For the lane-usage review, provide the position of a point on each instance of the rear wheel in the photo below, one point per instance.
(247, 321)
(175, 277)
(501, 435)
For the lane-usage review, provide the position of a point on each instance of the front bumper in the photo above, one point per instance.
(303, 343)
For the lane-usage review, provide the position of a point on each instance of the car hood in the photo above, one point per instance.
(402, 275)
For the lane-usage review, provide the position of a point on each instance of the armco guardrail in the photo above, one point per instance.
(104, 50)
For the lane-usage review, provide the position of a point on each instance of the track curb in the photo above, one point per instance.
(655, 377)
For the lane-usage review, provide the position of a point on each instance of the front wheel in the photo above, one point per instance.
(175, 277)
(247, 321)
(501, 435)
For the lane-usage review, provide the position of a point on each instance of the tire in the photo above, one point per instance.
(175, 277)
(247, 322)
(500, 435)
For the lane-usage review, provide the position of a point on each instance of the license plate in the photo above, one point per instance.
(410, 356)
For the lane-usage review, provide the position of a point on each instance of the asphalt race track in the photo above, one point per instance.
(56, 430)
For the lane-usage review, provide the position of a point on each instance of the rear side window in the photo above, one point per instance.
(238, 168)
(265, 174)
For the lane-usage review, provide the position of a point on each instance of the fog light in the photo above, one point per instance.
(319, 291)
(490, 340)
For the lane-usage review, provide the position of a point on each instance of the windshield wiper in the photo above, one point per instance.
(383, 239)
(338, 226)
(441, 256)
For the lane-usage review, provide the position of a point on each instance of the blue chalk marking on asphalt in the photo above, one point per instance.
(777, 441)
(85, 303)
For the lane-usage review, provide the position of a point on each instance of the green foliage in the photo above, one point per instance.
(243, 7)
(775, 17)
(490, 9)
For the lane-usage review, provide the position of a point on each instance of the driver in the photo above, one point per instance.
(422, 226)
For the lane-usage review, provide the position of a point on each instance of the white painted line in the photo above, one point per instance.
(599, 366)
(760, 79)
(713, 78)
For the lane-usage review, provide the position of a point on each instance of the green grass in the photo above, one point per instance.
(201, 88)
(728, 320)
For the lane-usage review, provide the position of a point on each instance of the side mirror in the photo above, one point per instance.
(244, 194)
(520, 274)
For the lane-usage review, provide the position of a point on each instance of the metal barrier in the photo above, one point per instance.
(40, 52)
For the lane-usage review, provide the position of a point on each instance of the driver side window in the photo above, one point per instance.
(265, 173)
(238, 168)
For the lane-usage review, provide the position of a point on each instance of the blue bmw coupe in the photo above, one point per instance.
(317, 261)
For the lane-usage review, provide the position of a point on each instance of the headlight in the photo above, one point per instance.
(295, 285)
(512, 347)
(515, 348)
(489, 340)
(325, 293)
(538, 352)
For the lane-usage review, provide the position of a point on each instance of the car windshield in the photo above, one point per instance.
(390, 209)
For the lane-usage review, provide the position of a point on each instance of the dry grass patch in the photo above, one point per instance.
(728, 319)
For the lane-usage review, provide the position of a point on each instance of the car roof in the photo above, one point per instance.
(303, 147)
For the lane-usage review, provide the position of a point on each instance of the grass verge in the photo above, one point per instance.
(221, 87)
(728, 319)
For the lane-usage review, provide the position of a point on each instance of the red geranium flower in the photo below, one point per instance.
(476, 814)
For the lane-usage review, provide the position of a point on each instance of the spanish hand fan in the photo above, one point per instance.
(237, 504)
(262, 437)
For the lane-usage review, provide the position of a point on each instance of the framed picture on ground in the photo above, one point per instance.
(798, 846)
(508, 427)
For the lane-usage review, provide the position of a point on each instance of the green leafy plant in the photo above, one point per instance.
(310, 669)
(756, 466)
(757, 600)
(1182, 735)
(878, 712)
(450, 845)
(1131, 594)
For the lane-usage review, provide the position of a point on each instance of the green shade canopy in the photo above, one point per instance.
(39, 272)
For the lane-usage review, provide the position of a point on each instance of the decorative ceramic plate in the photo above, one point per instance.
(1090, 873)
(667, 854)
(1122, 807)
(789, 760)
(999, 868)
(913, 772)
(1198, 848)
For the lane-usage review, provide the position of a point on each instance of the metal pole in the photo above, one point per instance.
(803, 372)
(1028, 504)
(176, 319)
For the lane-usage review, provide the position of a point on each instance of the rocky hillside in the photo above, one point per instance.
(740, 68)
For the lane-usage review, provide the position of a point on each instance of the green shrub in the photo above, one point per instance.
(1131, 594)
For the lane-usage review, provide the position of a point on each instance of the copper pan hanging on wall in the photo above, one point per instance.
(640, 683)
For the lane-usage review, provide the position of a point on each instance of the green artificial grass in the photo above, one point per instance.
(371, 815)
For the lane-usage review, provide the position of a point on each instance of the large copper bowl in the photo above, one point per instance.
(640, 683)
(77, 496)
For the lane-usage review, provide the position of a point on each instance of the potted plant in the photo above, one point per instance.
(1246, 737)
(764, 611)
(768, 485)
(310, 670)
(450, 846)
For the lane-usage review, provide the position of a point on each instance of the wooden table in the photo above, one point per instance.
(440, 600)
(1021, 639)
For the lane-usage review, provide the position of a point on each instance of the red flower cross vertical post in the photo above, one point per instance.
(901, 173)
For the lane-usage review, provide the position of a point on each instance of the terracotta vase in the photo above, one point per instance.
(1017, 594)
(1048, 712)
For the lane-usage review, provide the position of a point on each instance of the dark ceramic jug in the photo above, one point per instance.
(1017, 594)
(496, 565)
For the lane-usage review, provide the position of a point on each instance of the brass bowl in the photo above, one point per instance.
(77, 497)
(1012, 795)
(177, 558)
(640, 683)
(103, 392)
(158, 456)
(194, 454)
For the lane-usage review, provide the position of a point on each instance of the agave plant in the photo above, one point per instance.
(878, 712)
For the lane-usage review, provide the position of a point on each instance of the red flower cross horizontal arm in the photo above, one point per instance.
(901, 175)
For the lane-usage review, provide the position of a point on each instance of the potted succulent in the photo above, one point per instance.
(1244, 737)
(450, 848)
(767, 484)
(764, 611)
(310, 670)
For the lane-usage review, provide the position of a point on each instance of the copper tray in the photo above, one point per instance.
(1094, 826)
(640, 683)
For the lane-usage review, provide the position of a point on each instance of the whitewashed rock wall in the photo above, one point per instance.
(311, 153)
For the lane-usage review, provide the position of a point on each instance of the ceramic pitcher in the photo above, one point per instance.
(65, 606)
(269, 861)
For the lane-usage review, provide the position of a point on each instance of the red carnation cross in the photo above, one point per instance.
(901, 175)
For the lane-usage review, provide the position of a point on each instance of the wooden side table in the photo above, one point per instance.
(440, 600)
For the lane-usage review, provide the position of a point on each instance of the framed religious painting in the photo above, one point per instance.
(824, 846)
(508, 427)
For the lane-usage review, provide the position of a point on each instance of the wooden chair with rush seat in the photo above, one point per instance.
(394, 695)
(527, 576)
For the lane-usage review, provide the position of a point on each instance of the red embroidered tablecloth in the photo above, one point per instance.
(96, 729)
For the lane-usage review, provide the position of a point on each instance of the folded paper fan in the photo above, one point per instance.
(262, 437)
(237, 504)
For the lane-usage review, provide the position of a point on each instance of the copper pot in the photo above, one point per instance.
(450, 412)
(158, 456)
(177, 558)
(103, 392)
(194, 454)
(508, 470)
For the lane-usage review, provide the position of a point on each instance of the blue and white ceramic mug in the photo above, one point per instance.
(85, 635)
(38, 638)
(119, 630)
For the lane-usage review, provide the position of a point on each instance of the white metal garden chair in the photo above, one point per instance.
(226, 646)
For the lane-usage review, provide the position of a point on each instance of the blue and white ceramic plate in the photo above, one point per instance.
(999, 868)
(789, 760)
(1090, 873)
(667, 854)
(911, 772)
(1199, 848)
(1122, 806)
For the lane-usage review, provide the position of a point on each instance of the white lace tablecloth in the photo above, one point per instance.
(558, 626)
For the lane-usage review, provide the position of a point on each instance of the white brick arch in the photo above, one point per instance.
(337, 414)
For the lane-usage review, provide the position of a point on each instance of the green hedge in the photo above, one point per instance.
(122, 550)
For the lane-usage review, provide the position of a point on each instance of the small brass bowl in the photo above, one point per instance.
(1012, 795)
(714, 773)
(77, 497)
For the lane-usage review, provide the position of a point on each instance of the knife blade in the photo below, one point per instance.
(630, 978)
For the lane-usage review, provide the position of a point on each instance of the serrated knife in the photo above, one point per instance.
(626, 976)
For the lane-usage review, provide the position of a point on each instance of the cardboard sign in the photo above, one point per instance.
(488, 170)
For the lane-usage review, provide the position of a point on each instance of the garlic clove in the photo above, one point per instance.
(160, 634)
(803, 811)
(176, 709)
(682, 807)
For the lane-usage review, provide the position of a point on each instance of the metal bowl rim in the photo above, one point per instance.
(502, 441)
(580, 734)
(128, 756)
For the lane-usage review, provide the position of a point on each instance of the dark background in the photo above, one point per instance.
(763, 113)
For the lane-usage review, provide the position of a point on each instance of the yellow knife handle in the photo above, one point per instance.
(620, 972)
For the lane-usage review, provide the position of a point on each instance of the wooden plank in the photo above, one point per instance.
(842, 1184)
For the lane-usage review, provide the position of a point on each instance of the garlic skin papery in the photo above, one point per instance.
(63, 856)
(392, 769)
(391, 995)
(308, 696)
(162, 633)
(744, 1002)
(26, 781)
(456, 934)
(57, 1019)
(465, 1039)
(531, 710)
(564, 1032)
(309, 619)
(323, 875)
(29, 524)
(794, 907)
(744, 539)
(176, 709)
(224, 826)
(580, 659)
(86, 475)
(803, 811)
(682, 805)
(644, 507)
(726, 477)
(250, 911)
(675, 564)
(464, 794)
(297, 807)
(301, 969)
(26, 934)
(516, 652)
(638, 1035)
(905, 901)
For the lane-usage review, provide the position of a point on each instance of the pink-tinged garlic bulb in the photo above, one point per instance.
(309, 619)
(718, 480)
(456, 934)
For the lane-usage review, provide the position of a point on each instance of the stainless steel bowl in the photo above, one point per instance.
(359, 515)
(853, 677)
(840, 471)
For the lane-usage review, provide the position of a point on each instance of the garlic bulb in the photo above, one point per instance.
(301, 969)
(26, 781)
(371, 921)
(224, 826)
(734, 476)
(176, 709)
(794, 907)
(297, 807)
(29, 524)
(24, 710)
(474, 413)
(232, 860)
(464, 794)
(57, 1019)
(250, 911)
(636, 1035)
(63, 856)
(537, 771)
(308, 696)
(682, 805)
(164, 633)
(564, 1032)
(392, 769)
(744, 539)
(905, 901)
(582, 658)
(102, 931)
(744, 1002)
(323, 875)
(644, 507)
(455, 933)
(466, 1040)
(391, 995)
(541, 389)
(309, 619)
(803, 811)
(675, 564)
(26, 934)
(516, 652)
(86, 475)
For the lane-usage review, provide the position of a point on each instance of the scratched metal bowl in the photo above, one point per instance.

» YOUR TASK:
The required output is the exact sequence of lines from the one containing "of the pink-tinged" through the end of the listing, both endpoints included.

» TASK RESULT:
For the lane-usage review, provide the position of a point on each instance of the pink-tinged garlic bulb in the photo above, one point per instance.
(309, 619)
(718, 480)
(456, 934)
For the lane-usage review, provide the position of a point on each instance of the stainless steel bowl in the photo above, one point per instance.
(359, 515)
(853, 677)
(840, 471)
For the lane-usage review, provide the position of a point on each instance of the garlic bulb in the photo above, one point per instance.
(301, 969)
(26, 781)
(371, 921)
(224, 826)
(734, 476)
(176, 709)
(794, 907)
(297, 807)
(29, 524)
(24, 710)
(474, 413)
(232, 860)
(464, 794)
(57, 1019)
(250, 911)
(636, 1035)
(63, 856)
(537, 771)
(308, 696)
(682, 805)
(164, 633)
(564, 1032)
(392, 769)
(744, 539)
(905, 901)
(582, 658)
(102, 931)
(744, 1002)
(323, 875)
(644, 507)
(455, 933)
(466, 1040)
(391, 995)
(541, 389)
(309, 619)
(803, 811)
(675, 564)
(26, 934)
(516, 652)
(86, 475)
For the lane-usage review, provide the position of a point on each instance of the scratched metal bowl in the photo above, one point per instance.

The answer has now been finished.